TASK OBJECTIVE. Express the records below as a JSON list of strings, one string per line, omitting blank lines and leaving out the pictures.

TASK INPUT.
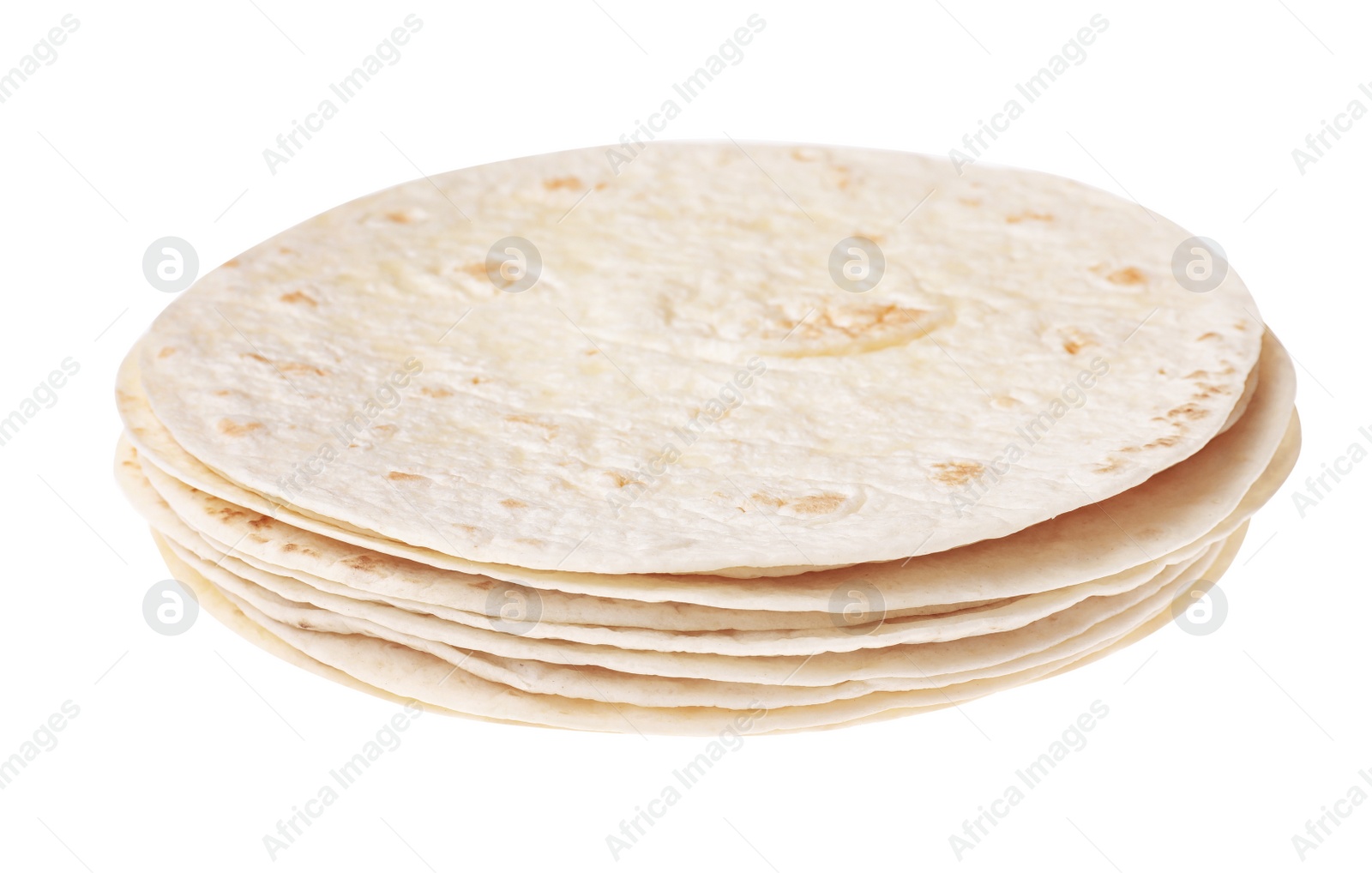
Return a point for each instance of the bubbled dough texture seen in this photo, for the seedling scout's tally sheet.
(663, 281)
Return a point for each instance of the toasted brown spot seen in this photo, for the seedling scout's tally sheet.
(292, 367)
(818, 504)
(1164, 441)
(299, 297)
(1128, 276)
(1028, 216)
(958, 473)
(233, 429)
(1190, 412)
(361, 562)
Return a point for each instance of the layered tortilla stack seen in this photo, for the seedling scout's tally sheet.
(767, 436)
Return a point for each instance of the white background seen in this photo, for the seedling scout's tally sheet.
(189, 750)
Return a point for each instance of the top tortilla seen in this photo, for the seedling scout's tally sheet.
(581, 424)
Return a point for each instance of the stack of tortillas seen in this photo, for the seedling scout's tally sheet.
(767, 436)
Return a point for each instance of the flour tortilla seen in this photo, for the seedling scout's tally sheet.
(637, 677)
(390, 667)
(508, 438)
(1170, 511)
(1001, 615)
(1145, 630)
(361, 573)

ANSWER TO THE TASK.
[
  "Return a point for each instance of the bubbled dough texture seen in this photo, for the seedling scout's tally sheet.",
  "(663, 281)",
  "Return a point for each instance of the toasted brown spot seen in this photo, for the seedling scout's tally sheet.",
  "(292, 367)",
  "(818, 504)",
  "(1164, 441)",
  "(299, 297)",
  "(1128, 276)",
  "(1028, 216)",
  "(958, 473)",
  "(233, 429)",
  "(1190, 412)",
  "(361, 562)",
  "Return a point for each instance of the layered tortilla stack seen in this photo, for the seedling scout's tally sheet.",
  "(767, 436)",
  "Return a point for each instance of the white background seen in this photo, for the seedling scout's tally sheet.",
  "(189, 750)",
  "Return a point for each instance of the top tortilla seen in this photo, for the seedling scout's tally sheet.",
  "(581, 424)",
  "Return a point for each instance of the stack of tortillas seen in this photo, for the seedling scout's tally sheet.",
  "(767, 436)",
  "Return a point for each instance of the flour tortilla seen in this photo, for the seedling scout's tally sheet.",
  "(637, 677)",
  "(390, 667)",
  "(508, 438)",
  "(1170, 511)",
  "(1001, 615)",
  "(1145, 630)",
  "(361, 573)"
]